Task prompt: Output the material exactly, but drop every image it holds.

Location identification items
START

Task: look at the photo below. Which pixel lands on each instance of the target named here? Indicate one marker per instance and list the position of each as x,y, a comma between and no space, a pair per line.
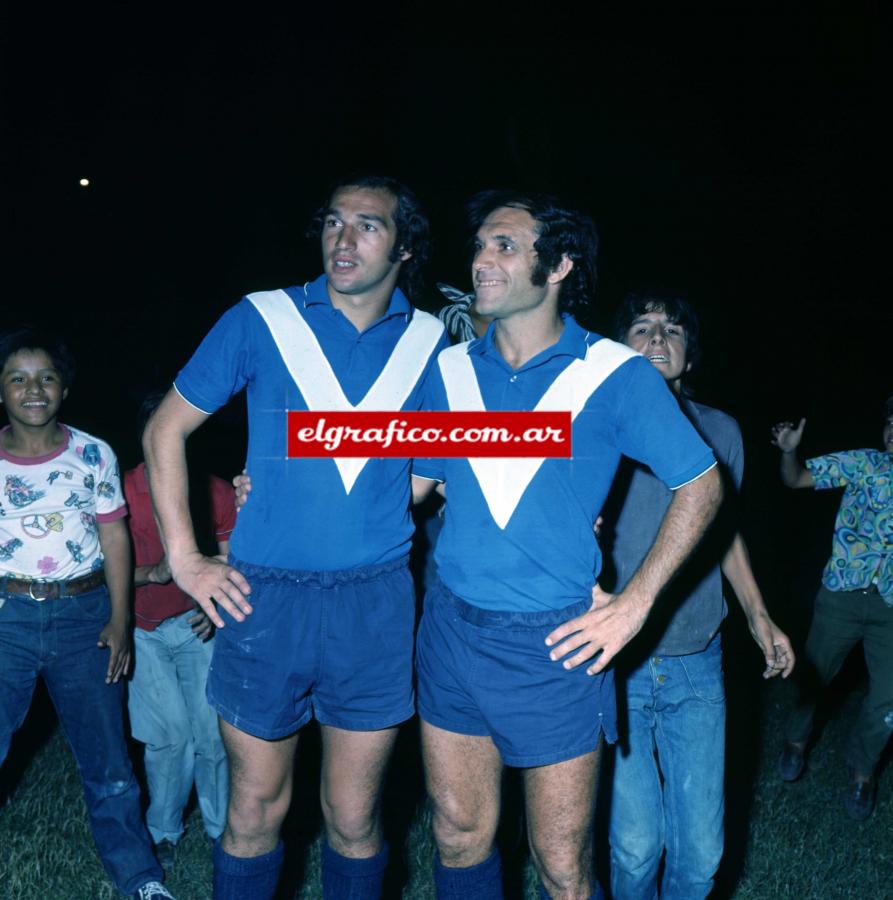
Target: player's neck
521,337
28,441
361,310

END

Solved problem:
Task: look at the photo below. Which pixel lands on each instance of the target named here? Indicate one marker per instance and list the position of each as x,y, a comma between and no space, a pair per line.
Target: player's neck
521,337
28,441
361,310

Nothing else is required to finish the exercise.